In your copy, leave out the pictures and repeat every record exactly.

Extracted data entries
>>
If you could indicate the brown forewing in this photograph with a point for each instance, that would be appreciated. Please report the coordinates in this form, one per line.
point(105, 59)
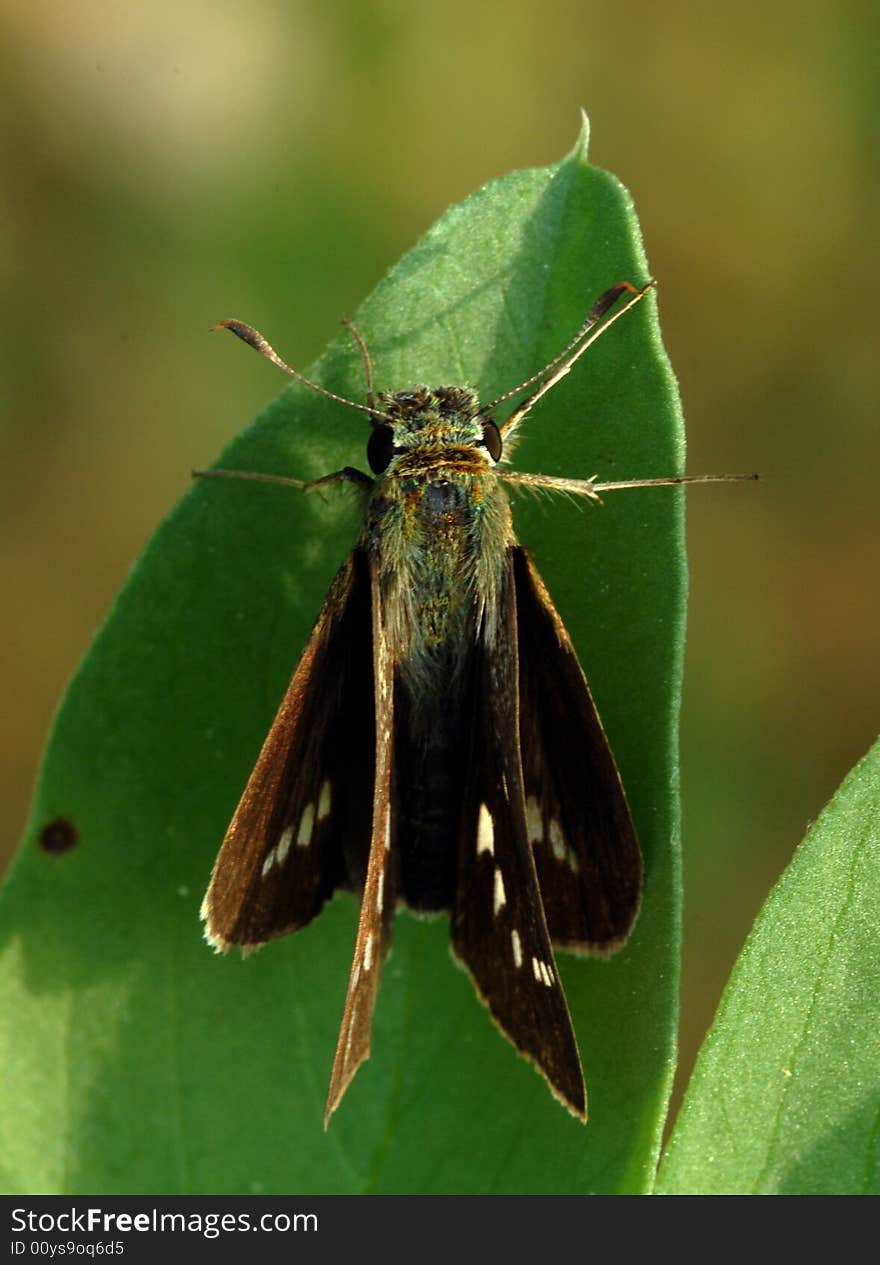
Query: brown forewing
point(498, 926)
point(377, 905)
point(302, 825)
point(584, 844)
<<
**Solution for this exercise**
If you could indicate the brown forewing in this photograph with a point for each instance, that would be appreciated. Please report the coordinates in this form, one per line.
point(105, 59)
Query: brown forewing
point(498, 926)
point(377, 905)
point(302, 825)
point(584, 844)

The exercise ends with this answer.